** start **
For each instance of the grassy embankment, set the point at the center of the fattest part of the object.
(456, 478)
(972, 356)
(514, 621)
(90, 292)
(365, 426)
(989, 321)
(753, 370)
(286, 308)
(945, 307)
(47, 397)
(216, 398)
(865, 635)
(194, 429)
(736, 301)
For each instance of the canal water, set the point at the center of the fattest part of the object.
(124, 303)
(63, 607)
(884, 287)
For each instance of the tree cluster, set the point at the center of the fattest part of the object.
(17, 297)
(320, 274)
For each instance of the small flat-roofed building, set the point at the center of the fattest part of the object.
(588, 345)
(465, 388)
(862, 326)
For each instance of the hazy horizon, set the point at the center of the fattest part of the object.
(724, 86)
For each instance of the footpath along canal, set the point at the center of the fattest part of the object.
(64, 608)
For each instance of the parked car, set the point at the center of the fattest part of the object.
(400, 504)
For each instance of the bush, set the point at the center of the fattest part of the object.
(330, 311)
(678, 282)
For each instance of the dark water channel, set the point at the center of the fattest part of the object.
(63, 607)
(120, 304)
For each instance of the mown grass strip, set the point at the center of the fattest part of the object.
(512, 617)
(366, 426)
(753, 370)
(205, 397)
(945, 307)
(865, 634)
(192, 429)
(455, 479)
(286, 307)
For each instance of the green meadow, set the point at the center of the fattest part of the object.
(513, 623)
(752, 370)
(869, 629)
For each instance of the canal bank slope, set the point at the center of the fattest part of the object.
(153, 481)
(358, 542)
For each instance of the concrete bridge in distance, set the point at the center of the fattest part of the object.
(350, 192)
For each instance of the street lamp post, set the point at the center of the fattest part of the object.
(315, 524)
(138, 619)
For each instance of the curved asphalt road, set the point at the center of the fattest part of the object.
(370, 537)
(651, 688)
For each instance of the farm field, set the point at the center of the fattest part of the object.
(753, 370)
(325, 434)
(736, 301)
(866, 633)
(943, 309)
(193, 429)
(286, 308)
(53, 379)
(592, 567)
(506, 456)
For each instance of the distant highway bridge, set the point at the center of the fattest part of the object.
** end **
__INSTRUCTION__
Write all of the records out again exactly.

__EXPECTED ANSWER__
For each instance of the grassy embankment, set the point at the center of the fattest part of the object.
(456, 478)
(972, 356)
(514, 621)
(90, 292)
(365, 426)
(989, 321)
(753, 370)
(286, 308)
(945, 307)
(47, 397)
(216, 398)
(865, 635)
(194, 429)
(736, 301)
For each instance of the canal water, set the point at the center of the fattest part of the object.
(124, 303)
(63, 607)
(884, 287)
For each instance of the tree cluster, set the point at the center of the fattest part of the object.
(17, 297)
(320, 274)
For each instance of the small flat-roofed building, set the point at the center of the fattest part of the object.
(588, 345)
(465, 388)
(862, 326)
For each instance of the hazy horizon, set the point at the center of the fattest part of the object.
(724, 86)
For each instance of the footpath along canal, set the point at the center of the fattest part of the object.
(64, 608)
For each instance of the parked car, set the point at the center of the fattest part of the object.
(400, 504)
For each instance of the bush, set the point at the center of the fattest part of the object.
(330, 311)
(678, 282)
For each instance of the dark water channel, set the point at the center of the fattest part of the object.
(63, 607)
(120, 304)
For each instance of the mown grass strip, set the point at the center of the fattest part of the object.
(512, 617)
(366, 426)
(753, 370)
(205, 397)
(945, 307)
(865, 634)
(192, 429)
(455, 479)
(286, 307)
For each instance of the green meadow, set the point at the center of the fattest part of the object.
(513, 623)
(752, 370)
(869, 629)
For each instance of the canal bank slope, set the point at the center of the fattest part of the object.
(153, 481)
(358, 542)
For each instance of the concrete bridge in distance, set the point at the center of the fattest part of the object.
(350, 192)
For each instance of the street lamp post, set the point at the center of the fattest part of the object.
(315, 524)
(138, 619)
For each instance of the curved asphalt road, set the point at the center of the fattest part of the object.
(370, 537)
(651, 688)
For each instance of the farm field, set the point at the center of the fattest part of the object.
(753, 370)
(325, 434)
(736, 301)
(866, 633)
(943, 309)
(193, 429)
(286, 308)
(53, 379)
(592, 567)
(506, 456)
For each instance of the distant highway bridge, set the point at the center of the fattest part of the object.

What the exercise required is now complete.